• [Work to be completed] Reproduce every line of the records below verbatim, leaving out the pictures.

────────────────────────────────────────

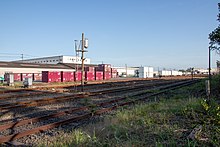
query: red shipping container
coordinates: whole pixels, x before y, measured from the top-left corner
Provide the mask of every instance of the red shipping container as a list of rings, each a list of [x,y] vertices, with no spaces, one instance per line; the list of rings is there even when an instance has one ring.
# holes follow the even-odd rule
[[[61,82],[72,82],[74,78],[74,72],[61,71]]]
[[[118,77],[117,72],[113,72],[113,73],[112,73],[112,78],[117,78],[117,77]]]
[[[115,73],[115,72],[117,72],[117,69],[116,68],[111,68],[111,72]]]
[[[61,82],[59,71],[42,71],[42,82]]]
[[[33,78],[33,73],[22,73],[21,80],[24,81],[25,78]]]
[[[76,71],[74,73],[75,73],[75,75],[74,75],[75,81],[81,81],[81,79],[82,79],[82,72],[81,71]],[[84,77],[85,77],[85,72],[84,72]]]
[[[111,64],[99,64],[96,70],[111,72]]]
[[[95,67],[94,66],[85,67],[85,71],[94,72],[95,71]]]
[[[42,73],[34,73],[33,81],[42,81]]]
[[[103,72],[103,79],[104,80],[109,80],[109,79],[111,79],[111,72]]]
[[[103,72],[102,71],[95,72],[95,80],[103,80]]]
[[[21,74],[20,73],[14,73],[14,80],[15,81],[21,81]]]
[[[94,81],[95,80],[95,74],[92,71],[85,72],[85,80],[86,81]]]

────────────────────────────────────────

• [The reply]
query: red shipping container
coordinates: whole pixels, x before y, measured from the top-left corner
Provide the mask of every instance of the red shipping container as a list of rings, each a list of [x,y] vertices, with no spaces, one instance per line; the list of rings is there even when an instance has one ring.
# holes follow the even-odd rule
[[[61,82],[72,82],[74,78],[74,72],[61,71]]]
[[[118,77],[117,72],[113,72],[113,73],[112,73],[112,78],[117,78],[117,77]]]
[[[115,73],[115,72],[117,72],[117,69],[116,68],[111,68],[111,72]]]
[[[61,82],[59,71],[42,71],[42,82]]]
[[[33,78],[33,73],[22,73],[21,80],[24,81],[25,78]]]
[[[76,71],[74,73],[75,73],[75,75],[74,75],[75,81],[81,81],[81,79],[82,79],[82,72],[81,71]],[[84,77],[85,77],[85,72],[84,72]]]
[[[111,64],[99,64],[96,70],[111,72]]]
[[[95,67],[94,66],[85,67],[85,71],[94,72],[95,71]]]
[[[42,73],[34,73],[33,81],[42,81]]]
[[[103,72],[103,79],[104,80],[109,80],[109,79],[111,79],[111,72]]]
[[[103,72],[102,71],[95,72],[95,80],[103,80]]]
[[[21,74],[20,73],[14,73],[14,80],[15,81],[21,81]]]
[[[94,81],[95,80],[95,74],[92,71],[85,72],[85,80],[86,81]]]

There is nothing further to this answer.